Task objective
Reproduce every line of the records below, requests included, omitting the pictures and offsetting each coordinate in the answer points by 113.

Information shown
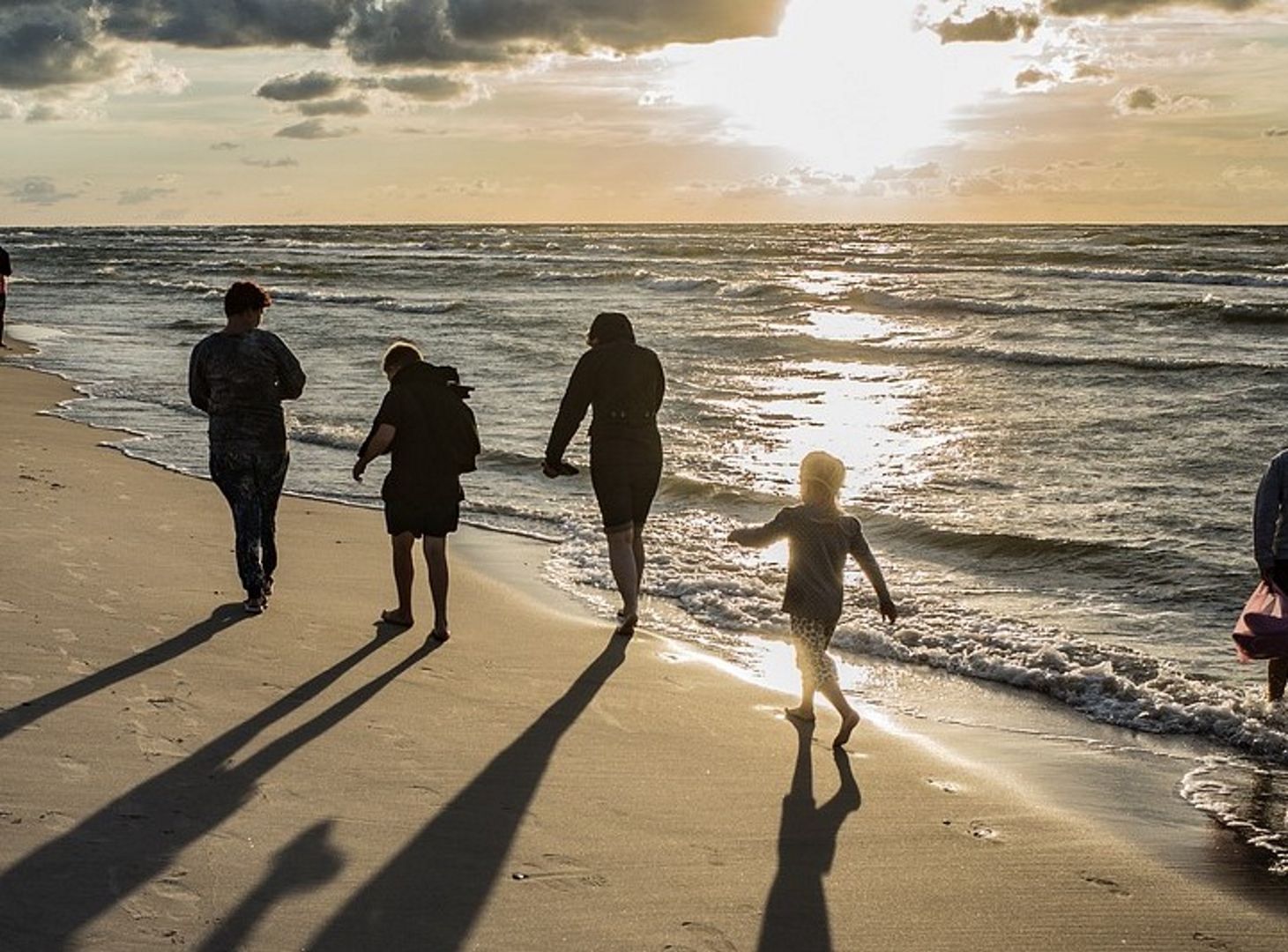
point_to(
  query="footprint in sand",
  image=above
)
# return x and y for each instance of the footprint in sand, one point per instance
(559, 873)
(72, 768)
(982, 831)
(701, 937)
(1106, 884)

Output
point_to(
  query="footprint in sand",
  image=above
)
# return x and y for each instance of the footprint in sand, one point per instance
(672, 986)
(185, 881)
(1095, 944)
(814, 1050)
(1219, 997)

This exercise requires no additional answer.